*Data listing*:

::::::::::

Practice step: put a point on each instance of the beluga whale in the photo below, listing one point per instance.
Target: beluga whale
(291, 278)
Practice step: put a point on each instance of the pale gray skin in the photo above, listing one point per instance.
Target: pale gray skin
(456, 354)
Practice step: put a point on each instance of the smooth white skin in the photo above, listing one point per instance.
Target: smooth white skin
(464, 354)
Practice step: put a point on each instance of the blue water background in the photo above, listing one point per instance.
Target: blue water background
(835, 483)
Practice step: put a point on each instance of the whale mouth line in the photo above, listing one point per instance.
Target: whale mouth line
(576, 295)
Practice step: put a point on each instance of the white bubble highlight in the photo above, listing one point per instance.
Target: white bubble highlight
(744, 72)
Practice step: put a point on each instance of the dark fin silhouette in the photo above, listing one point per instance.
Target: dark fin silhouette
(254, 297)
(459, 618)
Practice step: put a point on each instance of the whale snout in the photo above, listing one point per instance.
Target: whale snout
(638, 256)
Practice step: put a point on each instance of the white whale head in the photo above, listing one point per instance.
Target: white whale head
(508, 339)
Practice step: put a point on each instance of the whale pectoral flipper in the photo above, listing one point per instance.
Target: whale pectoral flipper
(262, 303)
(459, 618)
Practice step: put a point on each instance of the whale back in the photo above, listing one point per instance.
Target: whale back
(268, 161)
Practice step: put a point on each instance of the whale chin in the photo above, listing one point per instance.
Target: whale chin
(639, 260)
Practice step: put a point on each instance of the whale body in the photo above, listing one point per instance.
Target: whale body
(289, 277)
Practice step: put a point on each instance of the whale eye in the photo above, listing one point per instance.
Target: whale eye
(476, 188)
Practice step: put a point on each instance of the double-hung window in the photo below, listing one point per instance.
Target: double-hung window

::::::::::

*DIRECTIONS*:
Type out all of the material again, word for word.

*EXERCISE RESULT*:
Practice step: put a point on each instance of the beluga whale in the photo below, listing one point per instance.
Target: beluga whale
(291, 278)
Practice step: put a point on each instance of the pale gray skin in the photo above, listing one point per instance.
Target: pale gray skin
(456, 354)
Practice step: put a point on each instance of the smooth white skin in the photo above, listing one point per instance.
Target: smooth white skin
(464, 354)
Practice step: put a point on each instance of the blue water background in the photo above, listing one point per instance.
Target: blue water background
(835, 483)
Practice step: put a point on each instance of the whale mouth line in the photo above, listing one point per instance.
Target: whale mouth line
(576, 295)
Practice step: put a point on each instance of the white bubble highlight in the photo above, listing one point per instance.
Target: white bubble highlight
(744, 72)
Practice step: put a point on each instance of the dark fin silhouette in the photo above, listing one point per instance.
Target: dark fin silhouette
(254, 297)
(459, 618)
Practice step: put a point on each instance of the whale snout in the photo above, listing one point per instance.
Target: whale snout
(638, 256)
Practice step: put a point on each instance of the white whale head in the photo above, listing one point per instance.
Target: white whale head
(508, 339)
Practice step: put a point on each instance of the whale pectoral flipper in the photo above, listing one point per instance.
Target: whale pectoral flipper
(262, 303)
(459, 618)
Practice step: put a point on each instance of the whale back in the photo above, listing one point per instance.
Target: whale back
(268, 161)
Practice step: put a point on each instance of the whale chin in the photo above, listing one point per instance.
Target: whale chin
(639, 260)
Practice step: put a point on each instance of the whale body in the photo above, listing one point per instance.
Target: whale body
(289, 277)
Practice step: put a point on each instance of the whale eye in the photo above, listing one point per instance.
Target: whale eye
(476, 188)
Practice step: put a point on each instance of the double-hung window in the photo below, listing one point per instance.
Target: double-hung window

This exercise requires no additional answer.